──────── MATERIAL FOR THE TASK ────────
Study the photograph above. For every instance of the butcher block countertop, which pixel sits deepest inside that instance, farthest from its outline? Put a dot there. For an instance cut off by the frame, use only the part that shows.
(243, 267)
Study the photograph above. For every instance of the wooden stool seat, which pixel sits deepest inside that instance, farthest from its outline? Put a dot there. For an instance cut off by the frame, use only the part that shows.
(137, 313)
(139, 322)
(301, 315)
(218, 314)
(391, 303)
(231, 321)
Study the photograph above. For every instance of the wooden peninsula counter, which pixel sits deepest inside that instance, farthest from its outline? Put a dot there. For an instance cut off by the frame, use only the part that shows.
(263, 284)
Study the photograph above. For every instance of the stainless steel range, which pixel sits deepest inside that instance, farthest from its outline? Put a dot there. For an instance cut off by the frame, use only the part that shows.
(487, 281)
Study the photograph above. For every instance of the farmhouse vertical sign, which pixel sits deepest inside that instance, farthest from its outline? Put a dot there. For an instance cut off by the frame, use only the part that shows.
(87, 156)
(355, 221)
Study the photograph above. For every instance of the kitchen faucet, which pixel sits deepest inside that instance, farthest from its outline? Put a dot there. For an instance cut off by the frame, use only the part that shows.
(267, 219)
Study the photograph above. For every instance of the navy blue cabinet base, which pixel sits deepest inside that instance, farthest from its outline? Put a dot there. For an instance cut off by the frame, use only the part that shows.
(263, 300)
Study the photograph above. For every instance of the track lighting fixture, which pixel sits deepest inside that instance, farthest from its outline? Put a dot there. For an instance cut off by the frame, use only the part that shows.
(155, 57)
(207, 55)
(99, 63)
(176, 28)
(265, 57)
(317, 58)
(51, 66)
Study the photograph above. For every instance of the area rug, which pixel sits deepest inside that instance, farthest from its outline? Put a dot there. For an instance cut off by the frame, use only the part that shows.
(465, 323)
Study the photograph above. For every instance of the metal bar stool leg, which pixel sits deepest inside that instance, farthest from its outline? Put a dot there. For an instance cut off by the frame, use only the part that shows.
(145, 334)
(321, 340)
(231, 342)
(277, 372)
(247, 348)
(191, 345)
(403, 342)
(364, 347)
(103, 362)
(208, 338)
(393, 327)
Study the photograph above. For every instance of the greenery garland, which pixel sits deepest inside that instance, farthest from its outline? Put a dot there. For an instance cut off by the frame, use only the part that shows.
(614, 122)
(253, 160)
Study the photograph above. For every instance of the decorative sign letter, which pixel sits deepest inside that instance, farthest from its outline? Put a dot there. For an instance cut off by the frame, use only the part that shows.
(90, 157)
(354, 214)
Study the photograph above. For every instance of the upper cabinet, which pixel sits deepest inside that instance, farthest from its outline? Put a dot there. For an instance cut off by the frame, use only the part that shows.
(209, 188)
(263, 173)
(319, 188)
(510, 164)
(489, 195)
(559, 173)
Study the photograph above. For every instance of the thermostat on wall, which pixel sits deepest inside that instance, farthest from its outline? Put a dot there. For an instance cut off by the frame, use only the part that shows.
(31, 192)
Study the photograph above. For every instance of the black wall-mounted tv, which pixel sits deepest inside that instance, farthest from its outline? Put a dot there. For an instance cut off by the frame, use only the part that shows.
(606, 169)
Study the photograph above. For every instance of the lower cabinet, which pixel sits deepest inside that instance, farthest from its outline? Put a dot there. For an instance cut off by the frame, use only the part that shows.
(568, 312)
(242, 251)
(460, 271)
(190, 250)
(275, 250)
────────
:: AIM OF THE TASK ::
Repeat the data in its entirety, exactly as written.

:: EXPECTED OUTPUT ::
Study the photograph above. For every instance of the butcher block countertop, which pixel sits deepest inside that instance, farthest from its outline? Put a dot there. For an instance cut off by the frame, use only the part that shows.
(243, 267)
Study the photograph above. For every instance of the wooden stool seat, which pixel sits deepest inside that instance, farthest from its outline? Put a dot there. For an instance cut off by the frame, use only the part that shows.
(137, 313)
(139, 322)
(301, 315)
(218, 314)
(391, 303)
(231, 321)
Study the photograph above. For every instance of the wooden peninsula counter, which pixel sits deepest inside that instance, farthest from its outline? Put a dot there. For an instance cut off by the frame, use only the part that shows.
(263, 284)
Study the photograph above. For every instance of the stainless steel range, which pixel sits deepest inside that instance, farthest from its outline? Put a dot there. For an instance cut off by the frame, use only the part that shows.
(487, 281)
Study the photograph above. For every instance of the farmhouse vertical sign, which pixel sits deepest inside that instance, farthest from its outline? Put a dot there. For an instance cut off by the frame, use only the part that shows.
(87, 156)
(355, 221)
Study the photograph above. For every instance of the kitchen faucet, which pixel sits deepest inside that instance, farthest from its outline? Put a dot there. For an instance cut off by the frame, use only the part that shows.
(267, 219)
Study the photograph above. For every instance of the navy blue cabinet base, which pixel sits deepest inside that instance, farthest from its outline? Put a dot there. For an instance cut off by the frame, use only the part that shows.
(263, 300)
Study the photograph above. For every instance of the track lighting fixture, which pixel sits deepest inside that instance, farthest from its outline? Put a dot there. For an instance cut off by the frame, use only the part that shows.
(155, 57)
(207, 55)
(99, 63)
(176, 28)
(265, 57)
(317, 58)
(51, 66)
Study the photograph above. For every instance of the area rug, which pixel sits deepest inside that instance, farthest from its outline? Put a dot there. For an instance cut off by the frame, use only the part that shows.
(465, 323)
Study the photograph above. For every instance of the metal bar stool leg, which pixel sits deepest inside that instance, farthest from its outline? Put a dot there. For an instance cut off by the frame, use only the part that shows.
(145, 334)
(321, 340)
(231, 342)
(277, 372)
(247, 348)
(191, 345)
(403, 342)
(364, 347)
(103, 362)
(208, 338)
(393, 327)
Study the photograph above. For every instance of the greenery garland, which pixel sits deepest inside that instance, farthest from its outline? Put a dot there. For an instance cut off by the frame, use only the part that shows.
(614, 122)
(253, 160)
Study the photograph above. For every instance of the decorative sign letter, which pixel sits deepest inside that instance, farthest from its outline? Put a dot there. For an instance cut off by the frame, use only the part that shows.
(90, 157)
(354, 214)
Study the photograph above. For every instance of the upper cabinet, which pixel sits deepest inside that instance, farthest from its outline? Put a dot there. For an instance cut off by the frame, use only the part that shows.
(209, 188)
(263, 173)
(319, 188)
(510, 164)
(489, 195)
(559, 173)
Study the photograph above. For every instance of the thermostat on wall, which pixel sits deepest inside that instance, farthest from its outline? Put a dot there. For an instance cut off by the frame, use only the part that shows.
(31, 192)
Study the photograph above. For every instance of the black wall-mounted tv, which pixel sits deepest inside that instance, farthest from its outline? Put a dot there. For an instance cut off by the frame, use only the part that shows.
(606, 169)
Study the photograph above. For every instance of the lower cabinet, which pixel sits deepest inside that instance, farthest from its outline? Put a dot there. For an instance cut off by the frame, use only the part that shows.
(568, 312)
(242, 251)
(460, 271)
(190, 250)
(275, 250)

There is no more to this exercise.